# TASK DETAILS
Write out every entry precisely as given, leaving the pictures out.

# MATERIAL TO PROCESS
——

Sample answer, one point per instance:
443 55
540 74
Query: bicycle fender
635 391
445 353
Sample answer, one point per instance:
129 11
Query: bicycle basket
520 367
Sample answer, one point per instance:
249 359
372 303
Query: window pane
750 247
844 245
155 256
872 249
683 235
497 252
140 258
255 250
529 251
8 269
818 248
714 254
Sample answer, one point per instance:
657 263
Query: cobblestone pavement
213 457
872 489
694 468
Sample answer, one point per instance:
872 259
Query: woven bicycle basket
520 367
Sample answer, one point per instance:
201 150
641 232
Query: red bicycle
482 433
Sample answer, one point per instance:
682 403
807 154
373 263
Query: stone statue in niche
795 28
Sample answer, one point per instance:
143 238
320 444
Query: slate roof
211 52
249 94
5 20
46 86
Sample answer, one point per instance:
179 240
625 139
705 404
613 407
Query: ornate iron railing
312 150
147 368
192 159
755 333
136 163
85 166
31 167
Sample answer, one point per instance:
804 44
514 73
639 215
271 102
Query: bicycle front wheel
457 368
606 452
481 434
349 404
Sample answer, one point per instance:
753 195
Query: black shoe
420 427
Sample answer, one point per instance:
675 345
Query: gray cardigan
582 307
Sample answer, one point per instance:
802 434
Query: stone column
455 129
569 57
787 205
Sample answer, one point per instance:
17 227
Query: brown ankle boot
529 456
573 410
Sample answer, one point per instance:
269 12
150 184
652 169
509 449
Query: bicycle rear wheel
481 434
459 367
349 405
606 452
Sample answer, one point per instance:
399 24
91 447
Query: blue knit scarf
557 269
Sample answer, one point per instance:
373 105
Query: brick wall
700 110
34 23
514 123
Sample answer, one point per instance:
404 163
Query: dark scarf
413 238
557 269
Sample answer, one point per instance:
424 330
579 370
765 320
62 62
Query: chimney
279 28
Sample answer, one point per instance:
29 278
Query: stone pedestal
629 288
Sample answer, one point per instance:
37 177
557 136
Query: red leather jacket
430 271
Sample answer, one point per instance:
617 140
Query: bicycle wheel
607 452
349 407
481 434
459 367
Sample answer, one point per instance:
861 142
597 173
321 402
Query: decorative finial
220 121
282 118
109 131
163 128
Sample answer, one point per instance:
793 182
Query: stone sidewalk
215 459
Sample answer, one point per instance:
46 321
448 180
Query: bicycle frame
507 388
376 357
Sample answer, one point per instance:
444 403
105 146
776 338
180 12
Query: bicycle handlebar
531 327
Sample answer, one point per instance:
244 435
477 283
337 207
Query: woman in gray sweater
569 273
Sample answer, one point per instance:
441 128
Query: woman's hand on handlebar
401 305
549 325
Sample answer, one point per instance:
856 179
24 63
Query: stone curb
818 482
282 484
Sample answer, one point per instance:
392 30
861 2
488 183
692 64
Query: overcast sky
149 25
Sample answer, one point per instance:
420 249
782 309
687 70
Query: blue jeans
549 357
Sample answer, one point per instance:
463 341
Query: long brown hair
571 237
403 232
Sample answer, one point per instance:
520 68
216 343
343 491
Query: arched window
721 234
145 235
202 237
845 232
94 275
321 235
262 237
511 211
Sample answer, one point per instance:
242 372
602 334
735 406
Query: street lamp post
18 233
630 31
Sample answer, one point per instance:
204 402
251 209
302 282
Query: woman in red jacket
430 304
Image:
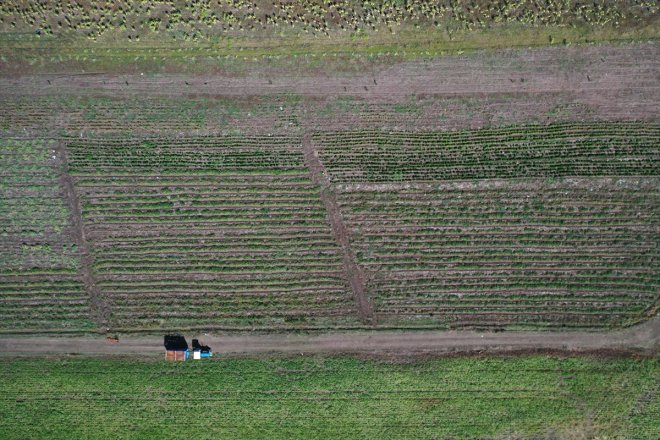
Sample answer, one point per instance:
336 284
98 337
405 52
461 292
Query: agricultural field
402 219
41 289
222 232
518 190
339 398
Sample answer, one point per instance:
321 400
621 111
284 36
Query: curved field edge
139 37
340 397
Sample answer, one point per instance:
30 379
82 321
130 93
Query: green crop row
562 149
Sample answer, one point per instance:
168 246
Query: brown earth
643 338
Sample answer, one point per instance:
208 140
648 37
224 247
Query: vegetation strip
339 398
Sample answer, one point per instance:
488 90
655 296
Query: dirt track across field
644 338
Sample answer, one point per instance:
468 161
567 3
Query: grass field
341 398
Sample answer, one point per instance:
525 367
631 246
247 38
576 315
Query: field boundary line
100 310
354 273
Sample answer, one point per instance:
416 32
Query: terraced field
480 229
40 287
222 232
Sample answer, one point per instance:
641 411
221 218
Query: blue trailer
176 349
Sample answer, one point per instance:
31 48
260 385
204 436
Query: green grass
334 398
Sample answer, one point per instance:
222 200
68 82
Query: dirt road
644 337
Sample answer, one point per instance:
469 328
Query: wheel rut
354 273
99 308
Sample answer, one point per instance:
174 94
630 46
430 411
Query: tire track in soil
100 310
354 273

——

# CORRECT RESPONSE
Sample answer, one point per instance:
443 55
540 74
Query: bicycle fender
635 391
445 353
Sample answer, one point per instance:
129 11
Query: bicycle basket
520 367
Sample answer, one point per instance:
249 359
372 303
Query: window pane
750 247
844 245
155 256
872 249
683 235
497 252
140 258
255 250
529 251
8 269
818 248
714 254
Sample answer, one point per instance:
657 263
Query: cobblestone pavement
213 457
872 489
694 468
Sample answer, one point per instance:
872 259
Query: woven bicycle basket
520 367
Sample answer, one point per instance:
201 150
641 232
Query: red bicycle
482 433
Sample answer, one point per instance:
682 403
807 154
373 263
Query: stone statue in niche
795 28
Sample answer, one point per instance:
143 238
320 444
Query: slate roof
211 52
249 94
5 20
46 86
Sample answer, one point per instance:
179 240
625 139
705 404
613 407
Query: ornate iron railing
312 150
147 368
192 159
755 333
136 163
85 166
31 167
Sample answer, one point per instance:
804 44
514 73
639 215
271 102
Query: bicycle front wheel
457 368
606 452
481 434
349 404
Sample answer, one point per instance:
753 195
Query: black shoe
420 427
Sample answer, one point per instance:
675 345
Query: gray cardigan
582 307
Sample answer, one point per instance:
802 434
Query: stone column
455 129
569 57
787 205
Sample answer, one point per instance:
17 227
Query: brown ankle boot
529 456
573 410
Sample answer, one point per instance:
269 12
150 184
652 169
509 449
Query: bicycle rear wheel
481 434
459 367
349 405
606 452
Sample answer, one point per instance:
399 24
91 447
Query: blue knit scarf
557 269
Sample answer, one point per instance:
373 105
Query: brick wall
700 110
34 23
514 123
Sample answer, one point per instance:
404 163
Query: dark scarf
413 238
557 269
Sample answer, one point per instance:
424 330
579 370
765 320
62 62
Query: chimney
279 28
Sample answer, one point per instance:
29 278
Query: stone pedestal
629 288
Sample answer, one point per instance:
37 177
557 136
Query: red leather jacket
430 271
Sample answer, one point per instance:
617 140
Query: bicycle wheel
607 452
349 407
481 434
459 367
Sample answer, one point per instance:
861 142
597 173
321 402
Query: decorative finial
220 121
282 118
109 131
163 128
Sample answer, one point per instance:
793 182
Query: stone sidewalk
215 459
Sample answer, one point per instance:
46 321
448 180
Query: bicycle frame
507 388
376 357
Sample answer, one point per instance:
444 403
105 146
776 338
180 12
Query: bicycle handlebar
531 327
Sample answer, one point per instance:
244 435
477 283
337 207
Query: woman in gray sweater
569 273
Sample answer, one point per instance:
441 128
Query: woman's hand on handlebar
401 305
549 325
Sample answer, one point per instance:
856 179
24 63
Query: stone curb
818 482
282 484
Sample answer, one point per instance:
392 30
861 2
488 183
692 64
Query: overcast sky
149 25
Sample answer, one point per instance:
420 249
782 309
687 70
Query: blue jeans
549 357
Sample answer, one point per instance:
463 341
Query: long brown hair
571 237
403 232
Sample answer, one point per instance:
520 68
216 343
343 491
Query: arched window
721 234
145 235
202 237
845 232
94 275
321 235
262 237
511 211
Sample answer, one point per instance:
242 372
602 334
735 406
Query: street lamp post
18 233
630 31
Sample answer, one point per instance:
204 402
251 209
302 282
Query: woman in red jacket
430 304
Image:
Sample answer, one point per instance:
336 284
98 337
405 52
461 292
Query: agricultural field
402 219
41 289
222 232
518 190
339 398
Sample answer, one point per instance:
321 400
621 111
284 36
Query: curved field edge
139 37
340 397
Sample answer, one point per instance:
30 379
82 321
130 93
Query: green crop row
562 149
Sample answer, one point per instance:
168 246
Query: brown earth
643 338
Sample answer, one point per instance:
208 140
648 37
224 247
Query: vegetation strip
339 398
Sample answer, one point per instance:
488 90
655 296
Query: dirt track across field
644 338
Sample answer, one point per instance:
468 161
567 3
Query: grass field
341 398
Sample answer, one point per instance:
525 367
631 246
247 38
576 315
Query: field boundary line
100 310
354 273
Sample answer, one point per instance:
416 32
Query: terraced field
480 229
40 287
222 232
Sample answer, one point per instance:
641 411
221 218
Query: blue trailer
176 349
Sample answer, one point per instance:
31 48
260 385
204 436
Query: green grass
334 398
Sample answer, one point per instance:
222 200
68 82
Query: dirt road
644 337
Sample answer, one point per instance:
469 328
Query: wheel rut
354 273
99 308
Sample answer, one point per instance:
174 94
630 46
430 411
Query: tire track in soil
100 310
354 273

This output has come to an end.